■ GIVEN INSTRUCTION
Convert the entire listing below into a numbered list with one item per line, omitting blank lines and leaving out the pictures.

start SOURCE DATA

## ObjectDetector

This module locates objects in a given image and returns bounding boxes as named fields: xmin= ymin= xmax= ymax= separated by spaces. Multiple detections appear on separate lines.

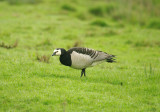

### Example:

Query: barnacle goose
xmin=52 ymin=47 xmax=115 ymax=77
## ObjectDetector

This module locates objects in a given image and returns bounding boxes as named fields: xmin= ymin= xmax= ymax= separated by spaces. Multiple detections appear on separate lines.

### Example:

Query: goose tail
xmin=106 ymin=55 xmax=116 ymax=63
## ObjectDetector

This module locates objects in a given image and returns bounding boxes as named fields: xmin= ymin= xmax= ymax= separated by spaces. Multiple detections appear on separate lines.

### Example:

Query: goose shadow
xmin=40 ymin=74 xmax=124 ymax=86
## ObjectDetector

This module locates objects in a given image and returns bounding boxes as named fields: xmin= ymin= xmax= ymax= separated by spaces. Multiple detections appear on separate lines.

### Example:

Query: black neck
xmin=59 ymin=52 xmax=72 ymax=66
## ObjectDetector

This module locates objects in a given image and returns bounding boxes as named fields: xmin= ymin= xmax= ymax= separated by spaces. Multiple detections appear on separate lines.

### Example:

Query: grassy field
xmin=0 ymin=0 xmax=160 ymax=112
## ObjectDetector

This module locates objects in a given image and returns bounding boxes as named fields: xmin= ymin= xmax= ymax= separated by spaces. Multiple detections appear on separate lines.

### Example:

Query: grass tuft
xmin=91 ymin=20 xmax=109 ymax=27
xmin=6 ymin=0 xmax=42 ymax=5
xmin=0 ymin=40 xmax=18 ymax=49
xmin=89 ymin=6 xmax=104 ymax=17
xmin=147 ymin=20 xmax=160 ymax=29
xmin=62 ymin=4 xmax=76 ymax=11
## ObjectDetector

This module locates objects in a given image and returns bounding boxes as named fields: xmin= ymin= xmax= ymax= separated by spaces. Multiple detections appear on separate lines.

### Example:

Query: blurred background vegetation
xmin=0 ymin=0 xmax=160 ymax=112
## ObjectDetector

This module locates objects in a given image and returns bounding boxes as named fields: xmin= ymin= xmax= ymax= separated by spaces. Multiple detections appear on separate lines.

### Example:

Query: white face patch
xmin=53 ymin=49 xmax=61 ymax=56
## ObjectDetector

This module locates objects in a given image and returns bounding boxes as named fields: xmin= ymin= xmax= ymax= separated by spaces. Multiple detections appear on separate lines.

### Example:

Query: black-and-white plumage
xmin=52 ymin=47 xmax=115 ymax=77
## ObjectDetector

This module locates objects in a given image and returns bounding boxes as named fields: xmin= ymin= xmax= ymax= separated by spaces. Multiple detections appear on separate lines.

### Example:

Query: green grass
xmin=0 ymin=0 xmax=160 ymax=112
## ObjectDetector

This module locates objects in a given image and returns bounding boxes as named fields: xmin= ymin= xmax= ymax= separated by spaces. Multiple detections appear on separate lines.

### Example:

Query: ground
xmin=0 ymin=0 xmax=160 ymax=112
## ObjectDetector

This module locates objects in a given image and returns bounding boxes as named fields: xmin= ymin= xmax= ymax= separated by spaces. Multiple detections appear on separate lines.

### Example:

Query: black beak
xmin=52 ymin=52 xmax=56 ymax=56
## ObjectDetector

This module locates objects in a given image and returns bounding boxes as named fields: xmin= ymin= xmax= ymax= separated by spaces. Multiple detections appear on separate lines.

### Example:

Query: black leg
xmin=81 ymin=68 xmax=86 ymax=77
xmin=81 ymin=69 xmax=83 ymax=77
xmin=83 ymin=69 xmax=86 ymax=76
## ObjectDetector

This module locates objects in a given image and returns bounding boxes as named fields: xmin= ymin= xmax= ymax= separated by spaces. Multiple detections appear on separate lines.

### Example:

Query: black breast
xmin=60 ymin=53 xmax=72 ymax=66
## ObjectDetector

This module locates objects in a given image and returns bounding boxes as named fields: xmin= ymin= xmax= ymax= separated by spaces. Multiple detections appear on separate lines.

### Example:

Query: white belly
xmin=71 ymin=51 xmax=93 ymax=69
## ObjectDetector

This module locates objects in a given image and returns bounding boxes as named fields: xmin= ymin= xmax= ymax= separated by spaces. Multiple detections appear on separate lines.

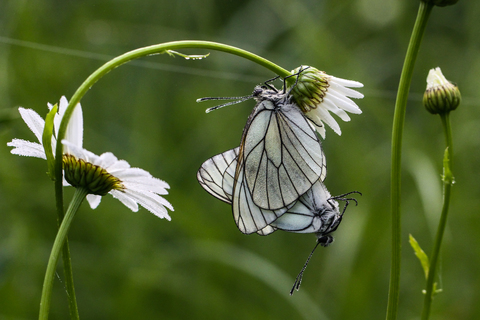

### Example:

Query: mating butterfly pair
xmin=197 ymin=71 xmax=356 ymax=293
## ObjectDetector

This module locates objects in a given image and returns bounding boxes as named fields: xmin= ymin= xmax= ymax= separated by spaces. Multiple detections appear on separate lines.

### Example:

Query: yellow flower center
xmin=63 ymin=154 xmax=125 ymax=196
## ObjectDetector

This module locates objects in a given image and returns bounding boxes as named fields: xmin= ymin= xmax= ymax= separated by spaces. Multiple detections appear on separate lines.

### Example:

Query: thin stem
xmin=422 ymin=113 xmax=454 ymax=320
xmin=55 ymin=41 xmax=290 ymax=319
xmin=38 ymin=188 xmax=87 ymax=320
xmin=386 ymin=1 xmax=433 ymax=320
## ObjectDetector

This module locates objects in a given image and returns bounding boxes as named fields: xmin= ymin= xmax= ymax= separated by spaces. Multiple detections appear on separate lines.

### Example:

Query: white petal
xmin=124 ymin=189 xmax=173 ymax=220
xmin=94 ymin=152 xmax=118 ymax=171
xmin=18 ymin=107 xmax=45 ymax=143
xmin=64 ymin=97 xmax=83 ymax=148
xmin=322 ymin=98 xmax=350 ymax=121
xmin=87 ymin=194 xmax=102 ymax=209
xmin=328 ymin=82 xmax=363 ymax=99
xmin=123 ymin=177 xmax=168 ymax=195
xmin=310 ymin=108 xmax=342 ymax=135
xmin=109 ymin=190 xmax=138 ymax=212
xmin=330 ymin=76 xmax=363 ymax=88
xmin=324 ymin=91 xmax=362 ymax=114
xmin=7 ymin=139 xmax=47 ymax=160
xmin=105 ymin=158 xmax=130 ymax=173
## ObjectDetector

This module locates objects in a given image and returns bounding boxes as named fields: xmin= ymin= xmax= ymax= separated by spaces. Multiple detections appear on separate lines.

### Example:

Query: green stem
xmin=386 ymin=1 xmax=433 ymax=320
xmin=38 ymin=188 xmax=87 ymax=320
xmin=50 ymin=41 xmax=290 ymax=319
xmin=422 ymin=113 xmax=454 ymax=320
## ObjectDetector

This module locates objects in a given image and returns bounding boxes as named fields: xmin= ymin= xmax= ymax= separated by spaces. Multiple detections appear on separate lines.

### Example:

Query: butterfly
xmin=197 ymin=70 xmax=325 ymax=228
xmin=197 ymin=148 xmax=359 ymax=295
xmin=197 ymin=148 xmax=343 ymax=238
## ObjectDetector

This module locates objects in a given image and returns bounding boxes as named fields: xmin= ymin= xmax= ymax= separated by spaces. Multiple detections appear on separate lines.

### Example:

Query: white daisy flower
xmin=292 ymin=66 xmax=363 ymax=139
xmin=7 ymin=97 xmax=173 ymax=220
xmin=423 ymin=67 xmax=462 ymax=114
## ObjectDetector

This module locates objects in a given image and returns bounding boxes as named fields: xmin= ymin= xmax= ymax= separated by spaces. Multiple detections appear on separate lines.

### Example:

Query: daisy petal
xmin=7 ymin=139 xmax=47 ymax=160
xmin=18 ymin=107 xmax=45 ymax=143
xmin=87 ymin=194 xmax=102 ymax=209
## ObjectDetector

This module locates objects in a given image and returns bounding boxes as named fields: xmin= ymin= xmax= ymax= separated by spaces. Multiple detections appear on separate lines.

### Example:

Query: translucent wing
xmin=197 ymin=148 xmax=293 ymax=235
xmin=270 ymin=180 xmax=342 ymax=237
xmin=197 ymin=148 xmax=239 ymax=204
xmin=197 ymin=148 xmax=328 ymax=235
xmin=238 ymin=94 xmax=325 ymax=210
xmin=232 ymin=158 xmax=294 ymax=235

end SOURCE DATA

■ SOLUTION TO THE PROBLEM
1. ## ObjectDetector
2. This module locates objects in a given image and returns bounding boxes as named fields: xmin= ymin= xmax= ymax= separated by spaces. Multiple detections appear on separate lines.
3. ### Example:
4. Query: barnacle goose
5. xmin=52 ymin=47 xmax=115 ymax=77
6. ## ObjectDetector
7. This module locates objects in a given image and returns bounding boxes as named fields: xmin= ymin= xmax= ymax= separated by spaces. Multiple detections appear on separate lines.
8. ### Example:
9. Query: goose tail
10. xmin=106 ymin=55 xmax=116 ymax=63
11. ## ObjectDetector
12. This module locates objects in a given image and returns bounding boxes as named fields: xmin= ymin= xmax= ymax= separated by spaces. Multiple detections appear on separate lines.
13. ### Example:
14. Query: goose shadow
15. xmin=40 ymin=74 xmax=124 ymax=86
16. ## ObjectDetector
17. This module locates objects in a given image and returns bounding boxes as named fields: xmin= ymin= xmax= ymax= separated by spaces. Multiple detections appear on separate lines.
18. ### Example:
19. Query: black neck
20. xmin=59 ymin=52 xmax=72 ymax=66
21. ## ObjectDetector
22. This module locates objects in a given image and returns bounding boxes as named fields: xmin= ymin= xmax= ymax= separated by spaces. Multiple detections appear on separate lines.
23. ### Example:
24. Query: grassy field
25. xmin=0 ymin=0 xmax=160 ymax=112
26. ## ObjectDetector
27. This module locates objects in a given image and returns bounding boxes as named fields: xmin= ymin= xmax= ymax= separated by spaces. Multiple detections appear on separate lines.
28. ### Example:
29. Query: grass tuft
30. xmin=91 ymin=20 xmax=109 ymax=27
31. xmin=6 ymin=0 xmax=42 ymax=5
32. xmin=0 ymin=40 xmax=18 ymax=49
33. xmin=89 ymin=6 xmax=104 ymax=17
34. xmin=147 ymin=20 xmax=160 ymax=29
35. xmin=62 ymin=4 xmax=76 ymax=11
36. ## ObjectDetector
37. This module locates objects in a given image and returns bounding boxes as named fields: xmin= ymin= xmax= ymax= separated by spaces. Multiple detections appear on separate lines.
38. ### Example:
39. Query: blurred background vegetation
40. xmin=0 ymin=0 xmax=160 ymax=112
41. ## ObjectDetector
42. This module locates objects in a given image and returns bounding boxes as named fields: xmin= ymin= xmax= ymax= separated by spaces. Multiple detections appear on separate lines.
43. ### Example:
44. Query: white face patch
45. xmin=53 ymin=49 xmax=61 ymax=56
46. ## ObjectDetector
47. This module locates objects in a given image and returns bounding boxes as named fields: xmin= ymin= xmax= ymax= separated by spaces. Multiple detections appear on separate lines.
48. ### Example:
49. Query: black-and-white plumage
50. xmin=52 ymin=47 xmax=115 ymax=77
51. ## ObjectDetector
52. This module locates objects in a given image and returns bounding boxes as named fields: xmin= ymin= xmax= ymax= separated by spaces. Multiple detections appear on separate lines.
53. ### Example:
54. Query: green grass
55. xmin=0 ymin=0 xmax=160 ymax=112
56. ## ObjectDetector
57. This module locates objects in a given image and returns bounding boxes as named fields: xmin= ymin= xmax= ymax= separated by spaces. Multiple detections appear on separate lines.
58. ### Example:
59. Query: ground
60. xmin=0 ymin=0 xmax=160 ymax=112
61. ## ObjectDetector
62. This module locates objects in a given image and returns bounding boxes as named fields: xmin= ymin= xmax= ymax= separated by spaces. Multiple detections appear on separate lines.
63. ### Example:
64. Query: black beak
65. xmin=52 ymin=52 xmax=56 ymax=56
66. ## ObjectDetector
67. This module locates objects in a given image and returns bounding boxes as named fields: xmin= ymin= xmax= ymax= separated by spaces. Multiple detections appear on separate lines.
68. ### Example:
69. Query: black leg
70. xmin=81 ymin=68 xmax=86 ymax=77
71. xmin=81 ymin=69 xmax=83 ymax=77
72. xmin=83 ymin=69 xmax=86 ymax=76
73. ## ObjectDetector
74. This module locates objects in a given image and returns bounding boxes as named fields: xmin= ymin= xmax= ymax= separated by spaces. Multiple detections appear on separate lines.
75. ### Example:
76. Query: black breast
77. xmin=60 ymin=53 xmax=72 ymax=66
78. ## ObjectDetector
79. This module locates objects in a given image and returns bounding boxes as named fields: xmin= ymin= xmax= ymax= separated by spaces. Multiple detections appear on separate lines.
80. ### Example:
81. Query: white belly
82. xmin=71 ymin=51 xmax=93 ymax=69
83. ## ObjectDetector
84. This module locates objects in a given image and returns bounding boxes as named fields: xmin= ymin= xmax= ymax= separated by spaces. Multiple detections appear on separate lines.
85. ### Example:
86. Query: mating butterfly pair
87. xmin=197 ymin=71 xmax=356 ymax=293
88. ## ObjectDetector
89. This module locates objects in a given image and returns bounding boxes as named fields: xmin= ymin= xmax= ymax= separated by spaces. Multiple detections appear on separate lines.
90. ### Example:
91. Query: yellow flower center
92. xmin=63 ymin=154 xmax=125 ymax=196
93. ## ObjectDetector
94. This module locates objects in a given image and returns bounding boxes as named fields: xmin= ymin= xmax= ymax= separated by spaces. Multiple detections appear on separate lines.
95. ### Example:
96. Query: thin stem
97. xmin=422 ymin=113 xmax=454 ymax=320
98. xmin=55 ymin=41 xmax=290 ymax=319
99. xmin=38 ymin=188 xmax=87 ymax=320
100. xmin=386 ymin=1 xmax=433 ymax=320
101. ## ObjectDetector
102. This module locates objects in a given image and returns bounding boxes as named fields: xmin= ymin= xmax= ymax= separated by spaces. Multiple detections appear on separate lines.
103. ### Example:
104. Query: white petal
105. xmin=124 ymin=189 xmax=173 ymax=220
106. xmin=94 ymin=152 xmax=118 ymax=171
107. xmin=18 ymin=107 xmax=45 ymax=143
108. xmin=64 ymin=97 xmax=83 ymax=148
109. xmin=322 ymin=98 xmax=350 ymax=121
110. xmin=87 ymin=194 xmax=102 ymax=209
111. xmin=328 ymin=82 xmax=363 ymax=99
112. xmin=123 ymin=177 xmax=168 ymax=195
113. xmin=310 ymin=108 xmax=342 ymax=135
114. xmin=109 ymin=190 xmax=138 ymax=212
115. xmin=330 ymin=76 xmax=363 ymax=88
116. xmin=324 ymin=91 xmax=362 ymax=114
117. xmin=7 ymin=139 xmax=47 ymax=160
118. xmin=105 ymin=158 xmax=130 ymax=173
119. ## ObjectDetector
120. This module locates objects in a given image and returns bounding boxes as named fields: xmin= ymin= xmax= ymax= separated by spaces. Multiple detections appear on separate lines.
121. ### Example:
122. Query: green stem
123. xmin=386 ymin=1 xmax=433 ymax=320
124. xmin=38 ymin=188 xmax=87 ymax=320
125. xmin=50 ymin=41 xmax=290 ymax=319
126. xmin=422 ymin=113 xmax=454 ymax=320
127. ## ObjectDetector
128. This module locates objects in a given image and returns bounding boxes as named fields: xmin= ymin= xmax= ymax= separated by spaces. Multiple detections appear on separate lines.
129. ### Example:
130. Query: butterfly
131. xmin=197 ymin=70 xmax=325 ymax=228
132. xmin=197 ymin=148 xmax=359 ymax=295
133. xmin=197 ymin=148 xmax=343 ymax=238
134. ## ObjectDetector
135. This module locates objects in a given image and returns bounding boxes as named fields: xmin= ymin= xmax= ymax= separated by spaces. Multiple detections appear on separate lines.
136. ### Example:
137. Query: white daisy flower
138. xmin=292 ymin=66 xmax=363 ymax=139
139. xmin=7 ymin=97 xmax=173 ymax=220
140. xmin=423 ymin=67 xmax=462 ymax=114
141. ## ObjectDetector
142. This module locates objects in a given image and returns bounding boxes as named fields: xmin= ymin= xmax= ymax= separated by spaces. Multiple detections appear on separate lines.
143. ### Example:
144. Query: daisy petal
145. xmin=7 ymin=139 xmax=47 ymax=160
146. xmin=18 ymin=107 xmax=45 ymax=143
147. xmin=87 ymin=194 xmax=102 ymax=209
148. ## ObjectDetector
149. This module locates objects in a given image and returns bounding boxes as named fields: xmin= ymin= xmax= ymax= separated by spaces. Multiple detections appear on separate lines.
150. ### Example:
151. Query: translucent wing
152. xmin=197 ymin=148 xmax=293 ymax=235
153. xmin=270 ymin=180 xmax=342 ymax=237
154. xmin=197 ymin=148 xmax=239 ymax=204
155. xmin=197 ymin=148 xmax=328 ymax=235
156. xmin=238 ymin=94 xmax=325 ymax=210
157. xmin=232 ymin=158 xmax=294 ymax=235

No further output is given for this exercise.